* [WHAT IS EXPECTED] Go through the entries below and count the lines where "foliage" occurs. Give nothing but that number.

+++ AVAILABLE DATA +++

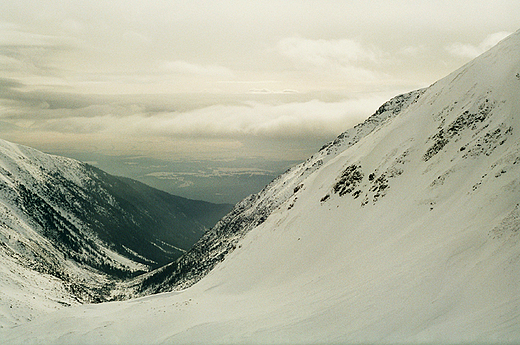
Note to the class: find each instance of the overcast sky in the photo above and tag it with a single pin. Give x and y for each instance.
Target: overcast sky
(223, 80)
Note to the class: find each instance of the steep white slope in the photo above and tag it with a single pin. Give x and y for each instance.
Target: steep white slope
(410, 235)
(69, 232)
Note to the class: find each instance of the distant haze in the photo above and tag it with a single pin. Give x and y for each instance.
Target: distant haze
(183, 95)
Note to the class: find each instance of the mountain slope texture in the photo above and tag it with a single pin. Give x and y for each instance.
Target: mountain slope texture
(406, 229)
(69, 233)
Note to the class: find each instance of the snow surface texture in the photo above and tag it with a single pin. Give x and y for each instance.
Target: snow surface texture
(69, 232)
(408, 233)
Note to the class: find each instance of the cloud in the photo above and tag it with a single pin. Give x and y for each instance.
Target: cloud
(345, 56)
(470, 51)
(249, 128)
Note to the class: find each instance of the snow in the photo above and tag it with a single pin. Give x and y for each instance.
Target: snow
(427, 252)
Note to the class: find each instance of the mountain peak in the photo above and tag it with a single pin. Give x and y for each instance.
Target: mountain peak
(402, 230)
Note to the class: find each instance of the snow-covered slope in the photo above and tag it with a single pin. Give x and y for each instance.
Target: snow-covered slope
(404, 230)
(69, 231)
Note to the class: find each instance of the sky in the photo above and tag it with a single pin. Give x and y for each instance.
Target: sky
(213, 99)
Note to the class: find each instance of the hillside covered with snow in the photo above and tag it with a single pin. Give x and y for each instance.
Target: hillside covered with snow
(71, 233)
(406, 229)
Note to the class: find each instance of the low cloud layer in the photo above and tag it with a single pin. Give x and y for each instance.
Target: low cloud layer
(133, 128)
(471, 51)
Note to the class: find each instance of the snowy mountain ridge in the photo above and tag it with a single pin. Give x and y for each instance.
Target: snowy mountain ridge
(407, 234)
(252, 211)
(70, 232)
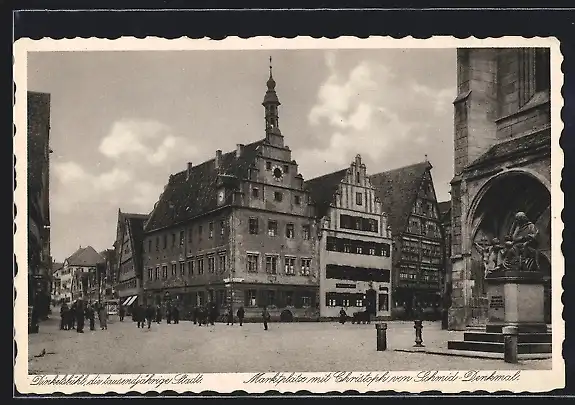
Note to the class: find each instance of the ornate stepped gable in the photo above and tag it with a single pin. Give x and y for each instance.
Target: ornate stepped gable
(397, 190)
(189, 195)
(323, 189)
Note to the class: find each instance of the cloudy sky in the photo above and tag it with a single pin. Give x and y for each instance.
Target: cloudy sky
(123, 121)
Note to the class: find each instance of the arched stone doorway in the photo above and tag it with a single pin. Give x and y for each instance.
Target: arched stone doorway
(492, 216)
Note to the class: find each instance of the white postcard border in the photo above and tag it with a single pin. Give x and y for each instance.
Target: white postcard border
(524, 381)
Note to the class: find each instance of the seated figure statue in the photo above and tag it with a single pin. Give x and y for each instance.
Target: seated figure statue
(524, 243)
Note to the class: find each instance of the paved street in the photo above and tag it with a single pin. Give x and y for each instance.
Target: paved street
(124, 348)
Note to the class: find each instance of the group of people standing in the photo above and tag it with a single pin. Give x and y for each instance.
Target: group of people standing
(74, 316)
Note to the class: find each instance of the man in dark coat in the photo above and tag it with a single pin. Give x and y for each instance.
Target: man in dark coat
(90, 314)
(80, 316)
(158, 313)
(139, 315)
(72, 315)
(342, 316)
(176, 314)
(266, 317)
(168, 313)
(64, 317)
(195, 314)
(241, 313)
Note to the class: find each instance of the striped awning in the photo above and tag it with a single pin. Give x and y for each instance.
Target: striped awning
(130, 300)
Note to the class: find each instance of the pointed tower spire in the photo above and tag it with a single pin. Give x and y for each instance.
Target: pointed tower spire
(271, 104)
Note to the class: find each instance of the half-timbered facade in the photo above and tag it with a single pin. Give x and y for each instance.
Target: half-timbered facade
(354, 244)
(408, 196)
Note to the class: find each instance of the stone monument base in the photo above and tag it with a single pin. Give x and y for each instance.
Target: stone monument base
(516, 298)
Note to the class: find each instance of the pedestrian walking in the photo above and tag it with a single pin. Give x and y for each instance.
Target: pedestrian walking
(103, 316)
(342, 316)
(229, 316)
(90, 315)
(80, 316)
(168, 314)
(241, 313)
(149, 315)
(139, 316)
(266, 317)
(122, 312)
(176, 314)
(158, 313)
(72, 315)
(64, 317)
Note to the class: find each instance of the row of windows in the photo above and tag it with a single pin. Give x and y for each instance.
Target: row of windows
(334, 244)
(356, 300)
(181, 240)
(278, 196)
(272, 263)
(353, 273)
(189, 267)
(272, 230)
(358, 223)
(272, 298)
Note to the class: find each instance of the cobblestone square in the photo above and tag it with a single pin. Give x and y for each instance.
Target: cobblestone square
(186, 347)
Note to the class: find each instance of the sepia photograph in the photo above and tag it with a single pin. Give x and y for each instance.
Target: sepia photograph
(372, 214)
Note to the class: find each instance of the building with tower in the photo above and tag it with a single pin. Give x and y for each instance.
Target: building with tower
(237, 230)
(502, 166)
(408, 197)
(38, 183)
(354, 245)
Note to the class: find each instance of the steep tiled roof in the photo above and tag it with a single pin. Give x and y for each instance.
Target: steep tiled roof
(187, 198)
(513, 146)
(136, 225)
(444, 207)
(56, 266)
(322, 190)
(397, 189)
(85, 257)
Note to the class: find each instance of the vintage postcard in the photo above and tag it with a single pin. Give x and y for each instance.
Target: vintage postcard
(288, 214)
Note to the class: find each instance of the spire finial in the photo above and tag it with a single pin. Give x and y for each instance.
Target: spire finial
(270, 66)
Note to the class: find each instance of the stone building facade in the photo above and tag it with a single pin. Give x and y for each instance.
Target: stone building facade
(408, 197)
(354, 243)
(39, 256)
(502, 164)
(236, 230)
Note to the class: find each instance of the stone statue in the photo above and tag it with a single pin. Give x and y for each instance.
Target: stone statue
(491, 255)
(525, 242)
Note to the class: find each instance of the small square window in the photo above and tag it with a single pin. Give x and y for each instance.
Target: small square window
(253, 226)
(272, 228)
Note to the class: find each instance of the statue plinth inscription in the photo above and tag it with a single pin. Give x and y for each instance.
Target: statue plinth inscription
(514, 282)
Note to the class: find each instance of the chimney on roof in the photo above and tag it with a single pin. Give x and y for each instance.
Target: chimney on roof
(189, 171)
(218, 160)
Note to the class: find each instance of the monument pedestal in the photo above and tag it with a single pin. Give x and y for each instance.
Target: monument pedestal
(516, 298)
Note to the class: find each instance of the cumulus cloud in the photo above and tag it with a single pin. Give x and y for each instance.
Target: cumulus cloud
(151, 140)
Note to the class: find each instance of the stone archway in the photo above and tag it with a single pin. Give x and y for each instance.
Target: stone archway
(492, 216)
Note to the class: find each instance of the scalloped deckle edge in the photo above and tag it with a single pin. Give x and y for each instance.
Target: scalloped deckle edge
(404, 381)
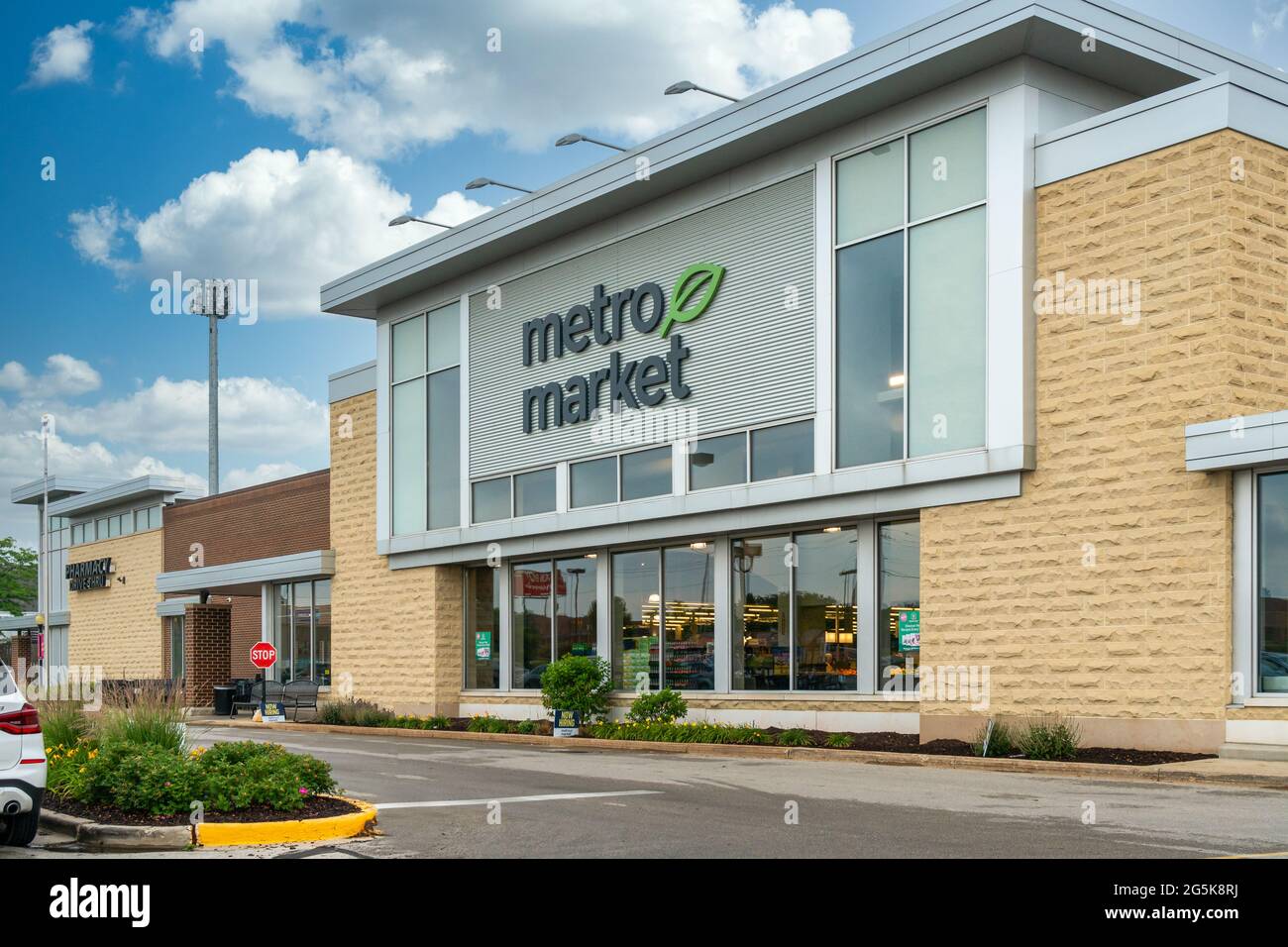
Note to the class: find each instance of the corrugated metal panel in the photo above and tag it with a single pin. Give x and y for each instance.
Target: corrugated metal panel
(752, 361)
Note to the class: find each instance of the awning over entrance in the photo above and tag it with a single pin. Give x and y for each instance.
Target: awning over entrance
(1236, 442)
(246, 578)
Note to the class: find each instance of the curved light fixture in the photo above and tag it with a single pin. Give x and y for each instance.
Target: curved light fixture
(484, 182)
(576, 137)
(686, 85)
(406, 219)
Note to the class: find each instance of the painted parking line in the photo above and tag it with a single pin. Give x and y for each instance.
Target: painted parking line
(549, 797)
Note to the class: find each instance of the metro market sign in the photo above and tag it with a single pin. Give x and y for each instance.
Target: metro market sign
(643, 382)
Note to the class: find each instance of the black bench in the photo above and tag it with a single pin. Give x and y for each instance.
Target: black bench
(250, 694)
(301, 692)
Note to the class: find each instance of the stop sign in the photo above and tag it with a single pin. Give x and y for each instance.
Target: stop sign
(263, 655)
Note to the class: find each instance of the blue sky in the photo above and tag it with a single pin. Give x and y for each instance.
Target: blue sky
(278, 151)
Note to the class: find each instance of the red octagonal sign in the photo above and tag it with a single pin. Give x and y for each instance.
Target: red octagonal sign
(263, 655)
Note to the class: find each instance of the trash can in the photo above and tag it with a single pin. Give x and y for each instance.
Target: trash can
(224, 699)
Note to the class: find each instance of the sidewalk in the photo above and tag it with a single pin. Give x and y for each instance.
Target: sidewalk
(1228, 772)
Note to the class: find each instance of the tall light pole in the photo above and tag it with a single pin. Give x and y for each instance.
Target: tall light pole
(44, 589)
(214, 307)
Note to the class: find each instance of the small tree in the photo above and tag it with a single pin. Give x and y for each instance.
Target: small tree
(17, 577)
(578, 684)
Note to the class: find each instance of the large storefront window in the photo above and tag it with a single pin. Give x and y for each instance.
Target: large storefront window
(761, 613)
(690, 617)
(898, 605)
(301, 631)
(911, 302)
(825, 611)
(797, 589)
(425, 405)
(175, 628)
(664, 618)
(554, 613)
(1271, 639)
(636, 620)
(794, 624)
(482, 628)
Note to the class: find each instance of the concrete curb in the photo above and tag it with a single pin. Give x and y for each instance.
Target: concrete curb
(288, 830)
(119, 838)
(1085, 771)
(107, 838)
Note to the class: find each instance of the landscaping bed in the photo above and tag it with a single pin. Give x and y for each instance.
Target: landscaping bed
(584, 685)
(132, 764)
(885, 741)
(317, 806)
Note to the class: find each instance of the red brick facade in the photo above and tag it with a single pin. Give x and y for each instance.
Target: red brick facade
(206, 637)
(270, 519)
(277, 518)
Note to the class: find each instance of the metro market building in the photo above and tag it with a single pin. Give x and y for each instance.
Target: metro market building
(980, 381)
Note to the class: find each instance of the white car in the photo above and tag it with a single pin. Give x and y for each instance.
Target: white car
(22, 764)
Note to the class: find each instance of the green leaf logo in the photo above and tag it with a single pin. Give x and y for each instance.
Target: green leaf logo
(700, 279)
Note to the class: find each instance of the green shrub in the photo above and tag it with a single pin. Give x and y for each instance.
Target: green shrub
(145, 777)
(578, 684)
(1001, 742)
(658, 706)
(236, 776)
(485, 723)
(795, 737)
(353, 712)
(63, 723)
(1048, 738)
(146, 718)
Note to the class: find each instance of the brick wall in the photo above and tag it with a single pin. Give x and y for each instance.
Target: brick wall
(1104, 590)
(117, 628)
(395, 635)
(206, 633)
(269, 519)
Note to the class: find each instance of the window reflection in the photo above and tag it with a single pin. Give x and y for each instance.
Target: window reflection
(827, 611)
(1273, 582)
(761, 613)
(575, 605)
(529, 602)
(636, 616)
(900, 604)
(690, 613)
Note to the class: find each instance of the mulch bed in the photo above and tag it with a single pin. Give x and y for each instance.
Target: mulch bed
(889, 741)
(316, 806)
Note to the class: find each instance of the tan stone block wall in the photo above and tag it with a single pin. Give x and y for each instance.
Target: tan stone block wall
(117, 628)
(1145, 631)
(395, 633)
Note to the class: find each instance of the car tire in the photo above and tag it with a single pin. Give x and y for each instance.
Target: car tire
(21, 830)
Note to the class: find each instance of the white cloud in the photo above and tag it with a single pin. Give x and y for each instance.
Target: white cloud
(267, 425)
(254, 415)
(376, 78)
(63, 375)
(263, 474)
(290, 224)
(99, 232)
(62, 55)
(1267, 18)
(454, 208)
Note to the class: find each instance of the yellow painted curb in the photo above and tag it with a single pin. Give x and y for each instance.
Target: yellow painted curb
(290, 830)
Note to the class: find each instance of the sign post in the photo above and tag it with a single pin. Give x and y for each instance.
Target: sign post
(263, 655)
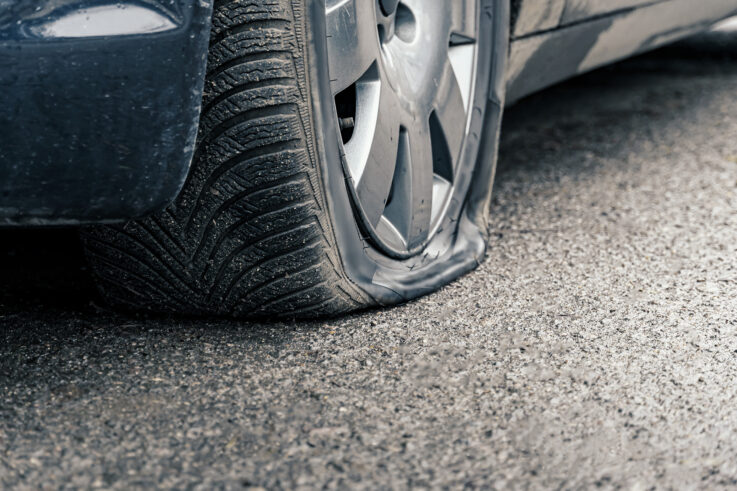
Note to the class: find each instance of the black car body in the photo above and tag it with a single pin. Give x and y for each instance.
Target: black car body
(99, 100)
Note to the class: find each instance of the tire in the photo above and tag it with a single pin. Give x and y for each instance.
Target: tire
(270, 221)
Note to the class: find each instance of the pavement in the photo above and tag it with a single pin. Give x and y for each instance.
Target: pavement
(595, 347)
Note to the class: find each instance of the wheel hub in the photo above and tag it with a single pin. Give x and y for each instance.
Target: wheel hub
(402, 75)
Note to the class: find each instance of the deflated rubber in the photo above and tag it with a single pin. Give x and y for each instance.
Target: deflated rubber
(264, 226)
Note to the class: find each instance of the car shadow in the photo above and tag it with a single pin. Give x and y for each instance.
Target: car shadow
(47, 294)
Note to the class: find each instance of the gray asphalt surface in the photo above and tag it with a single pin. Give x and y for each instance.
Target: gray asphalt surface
(596, 346)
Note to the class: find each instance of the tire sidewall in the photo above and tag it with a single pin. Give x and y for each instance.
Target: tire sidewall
(460, 243)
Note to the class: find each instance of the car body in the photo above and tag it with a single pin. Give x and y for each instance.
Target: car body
(285, 158)
(100, 99)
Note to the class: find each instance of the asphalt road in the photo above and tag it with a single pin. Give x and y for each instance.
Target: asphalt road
(597, 345)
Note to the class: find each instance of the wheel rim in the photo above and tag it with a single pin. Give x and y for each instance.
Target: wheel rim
(402, 76)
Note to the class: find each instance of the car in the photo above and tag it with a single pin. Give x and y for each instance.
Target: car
(284, 158)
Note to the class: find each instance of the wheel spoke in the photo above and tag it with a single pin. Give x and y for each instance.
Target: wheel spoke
(420, 150)
(451, 114)
(352, 41)
(375, 181)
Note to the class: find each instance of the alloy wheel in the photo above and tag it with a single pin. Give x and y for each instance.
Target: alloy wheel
(402, 75)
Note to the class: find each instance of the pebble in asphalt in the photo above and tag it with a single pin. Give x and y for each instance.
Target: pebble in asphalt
(595, 346)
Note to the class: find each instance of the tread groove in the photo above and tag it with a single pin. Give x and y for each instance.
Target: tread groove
(249, 235)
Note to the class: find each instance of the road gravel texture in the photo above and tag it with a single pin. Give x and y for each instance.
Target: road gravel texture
(596, 345)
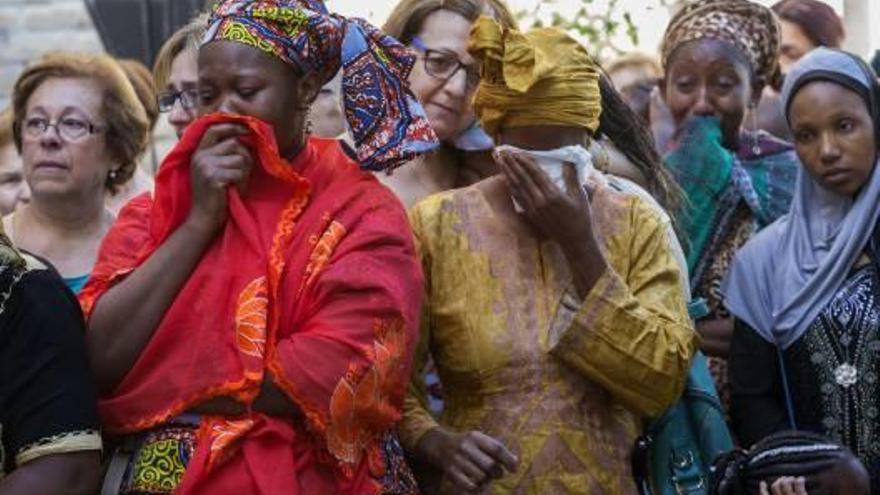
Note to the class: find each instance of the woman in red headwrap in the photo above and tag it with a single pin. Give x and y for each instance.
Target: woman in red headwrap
(252, 332)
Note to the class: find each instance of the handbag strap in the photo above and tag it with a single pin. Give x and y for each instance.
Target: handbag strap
(786, 391)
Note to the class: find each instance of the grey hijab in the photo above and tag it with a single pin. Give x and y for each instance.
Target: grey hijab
(786, 275)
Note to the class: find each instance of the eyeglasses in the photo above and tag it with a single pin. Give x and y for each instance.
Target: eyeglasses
(444, 65)
(189, 99)
(69, 128)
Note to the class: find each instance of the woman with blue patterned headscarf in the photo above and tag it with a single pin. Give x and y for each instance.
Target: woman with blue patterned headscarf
(253, 330)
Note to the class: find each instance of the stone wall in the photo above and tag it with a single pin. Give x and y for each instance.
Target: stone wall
(29, 28)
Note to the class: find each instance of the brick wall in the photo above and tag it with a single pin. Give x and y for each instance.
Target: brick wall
(29, 28)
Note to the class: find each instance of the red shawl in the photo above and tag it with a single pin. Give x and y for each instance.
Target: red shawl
(313, 280)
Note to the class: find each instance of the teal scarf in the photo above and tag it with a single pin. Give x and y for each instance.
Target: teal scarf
(715, 180)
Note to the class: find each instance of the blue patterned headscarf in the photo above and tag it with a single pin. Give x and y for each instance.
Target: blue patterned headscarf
(387, 123)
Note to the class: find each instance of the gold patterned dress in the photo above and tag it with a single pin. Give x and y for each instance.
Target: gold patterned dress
(563, 382)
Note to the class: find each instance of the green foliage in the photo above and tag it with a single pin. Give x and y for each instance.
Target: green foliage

+++

* [TASK RESPONSE] 2